* Assignment 1: Print the stretch of the secured debt covenant from "In addition to" through "as defined below.".

* Passage provided:
In addition to the permitted issuances above, Secured Debt not otherwise so permitted may be issued in an amount that does not exceed 15% of Net Tangible Assets as defined below.
 
"Net Tangible Assets" means the total of all assets (including revaluations thereof as a result of commercial appraisals, price level restatement or otherwise) appearing on the Company's balance sheet, net of applicable reserves and deductions, but excluding goodwill, trade names, trademarks, patents, unamortized debt discount and all other like intangible assets (which term shall not be construed to include such revaluations), less the aggregate of the Company's current liabilities appearing on such balance sheet.  For purposes of this definition, the Company's balance sheet does not include assets and liabilities of its subsidiaries.
 
This restriction also does not apply to or prevent the creation or existence of leases made, or existing on property acquired, in the ordinary course of business.
   
3.

* Assignment 2: In the rows, rewrite the stretch from the line containing "</instance>" through the end of the rows, swapping "positive clicks" for "foreground clicks" and keeping everything else the same.

* Material provided:

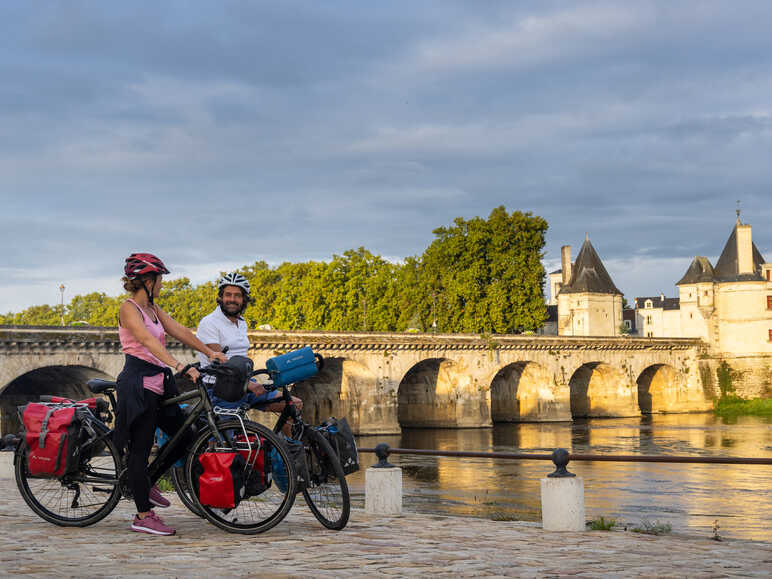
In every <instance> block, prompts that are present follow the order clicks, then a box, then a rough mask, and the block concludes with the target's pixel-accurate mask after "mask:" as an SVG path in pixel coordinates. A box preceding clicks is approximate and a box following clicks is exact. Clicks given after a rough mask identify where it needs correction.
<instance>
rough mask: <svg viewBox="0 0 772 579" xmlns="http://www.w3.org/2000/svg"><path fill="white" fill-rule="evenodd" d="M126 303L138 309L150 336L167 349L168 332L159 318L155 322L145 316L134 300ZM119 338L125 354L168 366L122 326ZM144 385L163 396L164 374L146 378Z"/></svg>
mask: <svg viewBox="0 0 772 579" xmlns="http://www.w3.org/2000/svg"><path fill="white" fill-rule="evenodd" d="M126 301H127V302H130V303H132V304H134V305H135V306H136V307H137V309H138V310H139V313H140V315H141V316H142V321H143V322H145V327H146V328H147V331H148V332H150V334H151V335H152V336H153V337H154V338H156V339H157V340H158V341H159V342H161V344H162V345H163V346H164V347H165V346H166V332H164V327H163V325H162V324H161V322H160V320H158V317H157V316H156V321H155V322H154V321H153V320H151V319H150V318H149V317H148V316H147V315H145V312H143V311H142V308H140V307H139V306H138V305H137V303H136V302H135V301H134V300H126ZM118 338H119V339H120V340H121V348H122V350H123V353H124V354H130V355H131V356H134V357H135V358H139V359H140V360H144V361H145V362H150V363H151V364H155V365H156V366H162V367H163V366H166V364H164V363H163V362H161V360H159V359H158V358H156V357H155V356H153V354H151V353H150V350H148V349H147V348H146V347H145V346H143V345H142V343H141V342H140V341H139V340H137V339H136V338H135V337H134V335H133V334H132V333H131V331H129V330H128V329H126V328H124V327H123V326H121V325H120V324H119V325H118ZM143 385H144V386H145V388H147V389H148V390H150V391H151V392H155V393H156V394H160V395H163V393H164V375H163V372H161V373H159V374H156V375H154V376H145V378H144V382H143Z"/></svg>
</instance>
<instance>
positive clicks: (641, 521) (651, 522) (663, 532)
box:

* Reply 1:
In addition to the permitted issuances above, Secured Debt not otherwise so permitted may be issued in an amount that does not exceed 15% of Net Tangible Assets as defined below.

* Reply 2:
</instance>
<instance>
foreground clicks: (641, 521) (651, 522) (663, 532)
box:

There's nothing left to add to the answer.